_EXERCISE GOAL_
Copy out the entries from the line with "locate green grass -- one point per instance" up to and including the last line of the entries, requests included. Multiply every coordinate in the answers by 1.3 and round each result to a whole number, with halves rounded up.

_RECORDS TO PROCESS_
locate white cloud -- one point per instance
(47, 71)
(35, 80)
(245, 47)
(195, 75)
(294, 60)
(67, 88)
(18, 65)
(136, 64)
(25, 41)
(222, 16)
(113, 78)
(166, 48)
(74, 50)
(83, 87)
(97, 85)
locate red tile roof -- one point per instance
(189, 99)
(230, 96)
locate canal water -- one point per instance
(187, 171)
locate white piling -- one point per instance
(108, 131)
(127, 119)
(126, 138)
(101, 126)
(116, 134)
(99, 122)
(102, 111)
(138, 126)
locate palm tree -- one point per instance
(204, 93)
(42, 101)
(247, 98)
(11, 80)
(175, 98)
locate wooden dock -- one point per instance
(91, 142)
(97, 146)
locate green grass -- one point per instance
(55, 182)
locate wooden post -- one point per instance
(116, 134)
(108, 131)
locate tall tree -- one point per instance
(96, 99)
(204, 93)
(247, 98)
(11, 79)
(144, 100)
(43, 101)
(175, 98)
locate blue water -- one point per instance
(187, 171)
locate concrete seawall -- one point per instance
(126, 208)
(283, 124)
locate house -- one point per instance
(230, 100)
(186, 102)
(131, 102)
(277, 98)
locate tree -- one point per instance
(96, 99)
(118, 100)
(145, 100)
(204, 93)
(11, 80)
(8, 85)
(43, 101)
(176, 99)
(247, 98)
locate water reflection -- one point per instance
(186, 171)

_WRITTEN RESPONSE_
locate green grass -- one point per instance
(72, 237)
locate wooden post -- one point per instance
(151, 174)
(140, 170)
locate tall tree -- one point per instance
(125, 129)
(265, 121)
(321, 127)
(14, 103)
(187, 130)
(56, 131)
(228, 127)
locate blue water -- one point per instance
(243, 222)
locate concrete seawall -- one point per instance
(164, 270)
(368, 161)
locate house -- one point per instance
(299, 130)
(242, 133)
(170, 133)
(360, 127)
locate tree -- one point per instance
(125, 129)
(153, 130)
(189, 130)
(265, 121)
(14, 104)
(10, 111)
(56, 131)
(229, 129)
(321, 127)
locate water reflection -- one point per instance
(242, 222)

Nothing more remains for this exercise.